• **Excerpt**:

Buddhist meditation is a tradition amongst Buddhist monks and has more recently been explored to help heal diseases and chronic pain. In my readings, I’ve read stories about people who have reversed the effects of their cancer or rid themselves of their chronic pain with their meditation practices. It’s similar to the mindfulness healing practice in that you’re actually allowing your body more energy to remove the stress on your joints, bones and organs. Your body can then re-route that energy to heal itself. Personally, I used to wake up most mornings in an absolute panic and now I am able to sleep quite soundly and wake feeling calm and relaxed, most days.
How is it done? Again, meditation does not need to follow a particular set of rules and can look different from person to person, just be honest with yourself about your practice. I like to start either sitting or laying on my back and placing my hands on pain areas in my body. I do this without crossing any limbs so that I can remain open. From there, I clear my mind and breathe deeply until the practice is finished. How do I clear my mind? If I’m feeling particularly cluttered, it’s a bit harder. Some days I can just allow my thoughts to drift off, other days I focus on clouds, or the sky, or even my favorite lake. I do this until my thoughts have floated away. If you’re having difficulty clearing your mind, that’s ok too, take note of it and keep moving forward with your practice. You might need it more than you realize.

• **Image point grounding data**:

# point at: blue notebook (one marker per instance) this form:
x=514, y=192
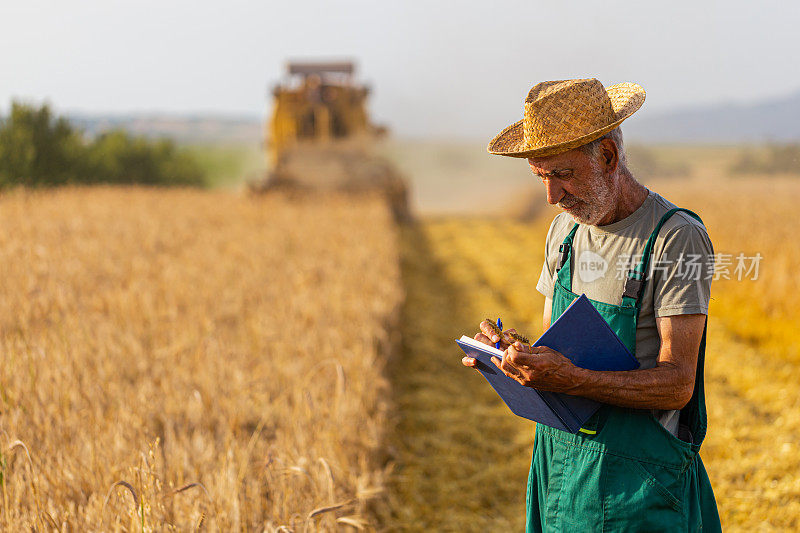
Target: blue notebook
x=583, y=336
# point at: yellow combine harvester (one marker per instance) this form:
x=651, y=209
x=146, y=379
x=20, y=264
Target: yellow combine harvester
x=317, y=102
x=319, y=137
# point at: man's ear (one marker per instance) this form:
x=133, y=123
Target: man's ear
x=610, y=155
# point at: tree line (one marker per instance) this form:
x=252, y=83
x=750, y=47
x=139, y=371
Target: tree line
x=38, y=149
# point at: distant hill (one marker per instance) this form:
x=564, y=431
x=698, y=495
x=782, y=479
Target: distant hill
x=189, y=129
x=772, y=120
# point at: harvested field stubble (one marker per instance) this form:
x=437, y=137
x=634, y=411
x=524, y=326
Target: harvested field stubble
x=220, y=355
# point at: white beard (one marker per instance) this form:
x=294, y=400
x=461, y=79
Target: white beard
x=597, y=203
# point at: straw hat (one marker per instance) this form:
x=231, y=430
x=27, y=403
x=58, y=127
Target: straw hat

• **Exercise directions**: In the meditation excerpt, where does the writer place their hands at the start of the practice?

• **Written solution**: On pain areas in their body.